◆ EXTRACT PROVIDED
:::
The PA Chamber of Business and Industry and its allies in the legislature spent the week generating enthusiasm among the business community to present an aggressive and united front in deciding the regulatory future for the commonwealth once the virus is under control.

“Who better to lead the charge to improve the lives of all Pennsylvanians than the business community?” Chamber President & CEO Gene Barr said Thursday on a Chamber webinar highlighting its “Bringing PA Back” initiative.

The initiative features a helpful roster of ideas and actual legislation that has been introduced in the capital aimed at assisting battered companies in emerging from the pandemic faster and better prepared for a business environment that will be different than the one that existed a year ago. “The policies and the decisions made by our elected officials will have a long-term impact on the future of Pennsylvania,” Barr said, adding that Bringing PA Back was aimed at “filling a leadership void,” and identifying “strategic long-term policies that will propel Pennsylvania forward and improve outcomes for every resident of the state.”

“Our approach will be driven by sound policy and not by politics,” Barr vowed.

Michael Carney, senior vice president of Emerging Issues at the U.S. Chamber of Commerce Foundation, said the coming weeks would be a “hinge moment” for businesses as they pivot toward a still-uncertain future. “If I were a business owner, I would not be making any five-year plans right now,” he told the online audience. “I would make an 18-month plan so I will be in a position to come up with a five-year plan.”
:::
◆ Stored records
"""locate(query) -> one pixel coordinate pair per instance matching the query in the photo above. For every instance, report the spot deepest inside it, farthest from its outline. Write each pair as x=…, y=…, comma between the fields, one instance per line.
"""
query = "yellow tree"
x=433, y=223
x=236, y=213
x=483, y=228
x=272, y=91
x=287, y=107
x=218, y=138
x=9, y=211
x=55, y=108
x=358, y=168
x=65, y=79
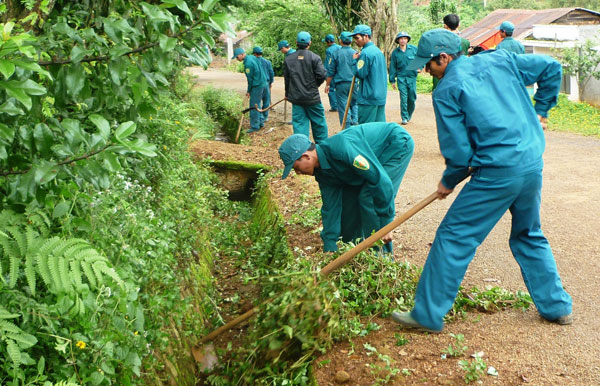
:::
◆ PROBLEMS TO SOLVE
A – Transcribe the passage about the Chamber's Bringing PA Back initiative, beginning at the words that read "The PA Chamber" and stopping after "is under control.".
B – Write the next part of the article on the Chamber's Bringing PA Back initiative, picking up after its final sentence.
None of the records are needed for this work.

◆ ANSWERS TO THE EXERCISES
A –
The PA Chamber of Business and Industry and its allies in the legislature spent the week generating enthusiasm among the business community to present an aggressive and united front in deciding the regulatory future for the commonwealth once the virus is under control.

B –
The Bring PA Back agenda seeks changes to an assortment of regulations aimed at giving struggling businesses an opportunity to get back on their feet as the Wolf administration gradually gives the all-clear to reopen the economy. They range from extending permit application deadlines and tax credits for remote workers to blocking unemployment benefits for workers who have quit their jobs or otherwise refused to work amid the pandemic.

Lawmakers have already been hard at work in western Pennsylvania with legislation they say will set the stage for a new phase of expansion of the economy that will be based on a skilled workforce and a readily available supply of nearby natural gas that is expected to bring in new manufacturing jobs.

“It needs to not just be ‘jobs’; it has to be the right kind of jobs, ones that pay,” Rep. Josh Kail, (R-Beaver, Washington) said earlier in the week on a separate webinar produced by the industry association Think About Energy.

The idea of Pennsylvania entering a new phase of industrial glory is based on factors that still exist: ample energy supplies, a large skilled-trades workforce, and a strategic location, which includes vacant brownfield sites adjacent to rail, water and highway transportation that are primed for development.

Proponents of Bring PA Back see a critical need for thoughtful pro-business changes in the regulatory environment that will more closely match what they consider a more accommodating philosophy in neighboring states. “Instead of rolling out the red carpet like they do in West Virginia and Ohio, we roll out the red tape,” said Rep. Jonathan Fritz (R-Susquehanna/Wayne).

The upheaval caused by the pandemic is likely to alter the business landscape permanently in some areas, particularly with expanded telecommuting that could potentially put a long-term damper on urban business districts, but also boost the fortunes of small towns and suburbs. For that reason, businesses require a high level of flexibility and nimbleness, which in turn, requires greater flexibility among government regulators and local officials.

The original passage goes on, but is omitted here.